#### [Passage to read]
------------------------------------------------------------
Why Does My Cat Dribble? — 6 Comments

  1. Nothing I can add, but Happy Day-After-Boxing-Day to all. 😉

    I was touched. One of our local news channels followed a large, long-haired, ginger/white domestic stray cat from his unfortunate run in with a cactus, through all the medical until they found him a new home. The world has sure changed. Animals have rights. It made me think of this webpage and all the work that is done here. Let’s hope that 2013 can he a banner year for animal rights!

    BTW: I love this type of article. Really great idea.

  2. Sealy always has a wet bottom lip. We don’t know whether its from the brain damage or because he’s toothless. The vet says not to worry as he’s healthy now.

    Liquid Benedryl will make a cat drool in long drips like with a very nasty URI.

  3. Hi Michael,

    That’s a really helpful and big list of causes. It’s nice to know.

    It looks like many of them require a visit to the vet.

    I might add that spices – especially hot spices – will make a cat drool.

    I’ve seen the anticipation reaction on a few occasions during the course of a pill giving regimen. A cat will start drooling when she knows she is about to get a pill.

    Right now I have a friendly lap cat who drools every time she gets some lap lovin’. I always take it as a compliment. Lap sessions make her so happy and relaxed. She visits my lap several times a day no matter where I am sitting down in the house.
------------------------------------------------------------
[Data items]
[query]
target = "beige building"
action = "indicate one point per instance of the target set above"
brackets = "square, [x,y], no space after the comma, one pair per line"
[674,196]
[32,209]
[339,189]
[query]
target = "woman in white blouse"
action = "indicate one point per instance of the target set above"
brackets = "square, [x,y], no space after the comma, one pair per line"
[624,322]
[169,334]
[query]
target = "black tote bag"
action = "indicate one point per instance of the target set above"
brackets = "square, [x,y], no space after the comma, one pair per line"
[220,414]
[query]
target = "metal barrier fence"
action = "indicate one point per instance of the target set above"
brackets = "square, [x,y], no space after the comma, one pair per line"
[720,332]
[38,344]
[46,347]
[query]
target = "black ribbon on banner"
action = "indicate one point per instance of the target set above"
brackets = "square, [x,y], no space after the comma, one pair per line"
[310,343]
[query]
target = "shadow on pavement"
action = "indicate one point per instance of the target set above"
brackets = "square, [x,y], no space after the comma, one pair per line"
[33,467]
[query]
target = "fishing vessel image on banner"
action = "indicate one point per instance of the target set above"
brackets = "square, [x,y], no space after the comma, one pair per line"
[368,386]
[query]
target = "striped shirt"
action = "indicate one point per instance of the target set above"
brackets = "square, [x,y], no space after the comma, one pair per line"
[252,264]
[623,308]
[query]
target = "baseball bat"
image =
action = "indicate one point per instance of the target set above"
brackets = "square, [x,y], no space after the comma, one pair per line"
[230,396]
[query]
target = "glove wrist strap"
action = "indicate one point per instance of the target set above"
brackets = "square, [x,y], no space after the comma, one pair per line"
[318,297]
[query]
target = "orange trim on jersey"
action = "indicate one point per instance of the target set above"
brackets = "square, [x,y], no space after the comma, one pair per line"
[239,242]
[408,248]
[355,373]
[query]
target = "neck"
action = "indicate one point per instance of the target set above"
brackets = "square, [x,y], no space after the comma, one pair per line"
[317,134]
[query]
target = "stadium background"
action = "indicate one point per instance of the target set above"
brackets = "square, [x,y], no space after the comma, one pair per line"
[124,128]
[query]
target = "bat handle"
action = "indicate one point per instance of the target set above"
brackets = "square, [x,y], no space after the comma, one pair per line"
------------------------------------------------------------
#### [Problem]
In the comments on cat dribbling, what does the vet say about Sealy? Answer using only the text, not the listing.

#### [Response below]
The vet says not to worry, since he is healthy now.